=== Begin Enclosure ===

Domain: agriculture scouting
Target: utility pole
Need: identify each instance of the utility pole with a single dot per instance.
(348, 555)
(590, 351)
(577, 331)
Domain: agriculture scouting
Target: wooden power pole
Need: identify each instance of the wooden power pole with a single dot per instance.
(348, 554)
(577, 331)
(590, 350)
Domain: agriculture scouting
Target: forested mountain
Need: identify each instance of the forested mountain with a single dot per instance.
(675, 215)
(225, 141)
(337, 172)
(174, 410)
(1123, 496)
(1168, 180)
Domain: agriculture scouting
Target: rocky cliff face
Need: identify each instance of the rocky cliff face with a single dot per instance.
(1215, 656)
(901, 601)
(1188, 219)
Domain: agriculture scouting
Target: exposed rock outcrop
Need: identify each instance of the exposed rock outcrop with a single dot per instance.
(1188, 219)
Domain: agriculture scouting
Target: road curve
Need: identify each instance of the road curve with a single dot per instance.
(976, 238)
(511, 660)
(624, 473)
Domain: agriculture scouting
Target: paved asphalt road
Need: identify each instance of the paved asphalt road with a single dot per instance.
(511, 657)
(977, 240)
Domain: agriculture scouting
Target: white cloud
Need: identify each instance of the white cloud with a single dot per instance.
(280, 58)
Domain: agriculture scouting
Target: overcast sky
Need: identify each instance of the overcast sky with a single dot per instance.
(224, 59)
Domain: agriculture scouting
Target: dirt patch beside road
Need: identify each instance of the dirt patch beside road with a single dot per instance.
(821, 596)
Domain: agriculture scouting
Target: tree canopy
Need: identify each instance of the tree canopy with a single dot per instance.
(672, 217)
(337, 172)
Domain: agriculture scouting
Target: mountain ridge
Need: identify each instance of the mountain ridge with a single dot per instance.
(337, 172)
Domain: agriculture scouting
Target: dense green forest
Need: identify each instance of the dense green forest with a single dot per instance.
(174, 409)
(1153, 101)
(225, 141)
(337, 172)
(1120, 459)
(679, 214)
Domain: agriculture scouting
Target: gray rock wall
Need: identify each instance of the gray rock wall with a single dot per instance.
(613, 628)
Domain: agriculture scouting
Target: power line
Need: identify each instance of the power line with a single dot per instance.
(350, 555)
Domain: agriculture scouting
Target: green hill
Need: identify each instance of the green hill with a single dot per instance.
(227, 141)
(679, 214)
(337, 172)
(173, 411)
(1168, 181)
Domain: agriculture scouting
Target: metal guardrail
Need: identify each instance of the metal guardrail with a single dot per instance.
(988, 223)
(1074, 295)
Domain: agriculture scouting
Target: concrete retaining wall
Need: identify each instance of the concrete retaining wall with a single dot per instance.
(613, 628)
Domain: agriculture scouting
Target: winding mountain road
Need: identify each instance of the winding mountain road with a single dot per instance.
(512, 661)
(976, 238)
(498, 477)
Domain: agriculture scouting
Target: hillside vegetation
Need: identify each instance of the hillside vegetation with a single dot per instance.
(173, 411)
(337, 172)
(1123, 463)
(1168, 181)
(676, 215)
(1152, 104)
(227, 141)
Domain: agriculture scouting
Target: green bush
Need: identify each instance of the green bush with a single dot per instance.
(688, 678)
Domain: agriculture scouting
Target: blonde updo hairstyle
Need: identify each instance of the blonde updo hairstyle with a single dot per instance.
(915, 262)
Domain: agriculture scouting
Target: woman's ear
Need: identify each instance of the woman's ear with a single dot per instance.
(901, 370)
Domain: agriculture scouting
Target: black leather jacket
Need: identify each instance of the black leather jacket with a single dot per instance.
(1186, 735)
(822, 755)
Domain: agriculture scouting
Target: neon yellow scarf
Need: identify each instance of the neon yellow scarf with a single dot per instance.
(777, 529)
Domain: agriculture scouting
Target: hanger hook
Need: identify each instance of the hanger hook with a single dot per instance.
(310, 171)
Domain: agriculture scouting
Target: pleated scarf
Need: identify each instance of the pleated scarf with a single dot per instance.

=== End Enclosure ===

— The task —
All entries above are to be transcribed verbatim.

— Expected answer —
Domain: agriculture scouting
Target: utility pole
Need: identify each instance of the utility pole with a single dot per instance.
(348, 555)
(590, 351)
(577, 331)
Domain: agriculture scouting
Target: wooden power pole
Need: identify each instance of the wooden power pole with a single dot per instance.
(348, 554)
(577, 331)
(590, 350)
Domain: agriculture scouting
Target: forested mountain
Need: identify each instance of the forested mountain with a single dot per instance.
(675, 215)
(225, 141)
(337, 172)
(174, 410)
(1123, 496)
(1168, 180)
Domain: agriculture scouting
Target: rocky cliff face
Need: identify each instance of the rocky cliff face with a single dot per instance.
(1215, 656)
(901, 601)
(1188, 219)
Domain: agriculture scouting
Target: exposed rock outcrop
Need: identify each instance of the exposed rock outcrop with a single dot per instance.
(1188, 219)
Domain: agriculture scouting
Target: road curve
Need: identify each instance of the road curve with a single dot per instance.
(976, 238)
(511, 660)
(624, 473)
Domain: agriculture scouting
Target: paved asphalt road
Need: identify each instance of the paved asphalt road with a single dot per instance.
(511, 657)
(977, 240)
Domain: agriculture scouting
Target: white cloud
Need: identify each instance of the white cloud with a single dot per instance.
(280, 58)
Domain: agriculture scouting
Target: overcast sky
Need: identify each instance of the overcast sky with a single dot per instance.
(224, 59)
Domain: agriculture scouting
Target: dirt patch beside road
Need: identify each instance of the dirt patch beside road with a single dot per instance.
(821, 596)
Domain: agriculture scouting
Target: tree canopy
Need: identify each instance of the tree canopy with a single dot per instance.
(672, 217)
(337, 172)
Domain: agriculture scouting
Target: mountain ridge
Need: identify each instance of the mountain ridge with a single dot per instance.
(337, 172)
Domain: agriculture scouting
Target: dense green forest
Need: identify each instance of the dense green forest with a single dot per instance.
(174, 409)
(1153, 101)
(225, 141)
(337, 172)
(1120, 459)
(679, 214)
Domain: agriculture scouting
Target: gray rock wall
Need: identify each instance of the gray rock wall with a single dot per instance.
(613, 628)
Domain: agriculture scouting
Target: power line
Need: identify each instance of the power line with a single dot per instance.
(350, 555)
Domain: agriculture scouting
Target: green hill
Need: identify each instance of the green hill with a single dot per instance.
(227, 141)
(679, 214)
(337, 172)
(173, 411)
(1168, 181)
Domain: agriculture scouting
Target: metal guardrail
Need: identify each instance of the metal guardrail with a single dot per instance.
(988, 223)
(1074, 295)
Domain: agriculture scouting
Target: concrete retaining wall
Need: identify each instance of the concrete retaining wall with a single dot per instance.
(613, 628)
Domain: agriculture scouting
Target: winding mountain road
Need: identify each instance of the winding mountain road with a single dot per instance.
(512, 661)
(976, 238)
(498, 477)
Domain: agriculture scouting
Target: hillside vegetation
Need: identify each instance of the hillside vegetation with a single dot per instance.
(173, 411)
(337, 172)
(1123, 463)
(1168, 181)
(676, 215)
(1152, 104)
(227, 141)
Domain: agriculture scouting
Target: green bush
Need: identify each instance of the green bush with a single dot per instance.
(688, 678)
Domain: agriculture scouting
Target: blonde updo hairstyle
Need: identify each instance of the blonde updo hairstyle with a single dot per instance.
(915, 262)
Domain: agriculture scouting
Target: woman's ear
Need: identify each instance of the woman's ear with a single dot per instance.
(901, 370)
Domain: agriculture scouting
Target: black leather jacket
Need: identify each instance of the black leather jacket with a single dot per instance.
(1186, 735)
(822, 755)
Domain: agriculture scouting
Target: neon yellow scarf
Need: identify each instance of the neon yellow scarf with a single dot per instance.
(777, 529)
Domain: agriculture scouting
Target: hanger hook
Need: identify each instance of the hanger hook with a single dot per instance.
(310, 171)
Domain: agriculture scouting
Target: pleated scarf
Need: identify each instance of the pleated scarf with a single dot per instance.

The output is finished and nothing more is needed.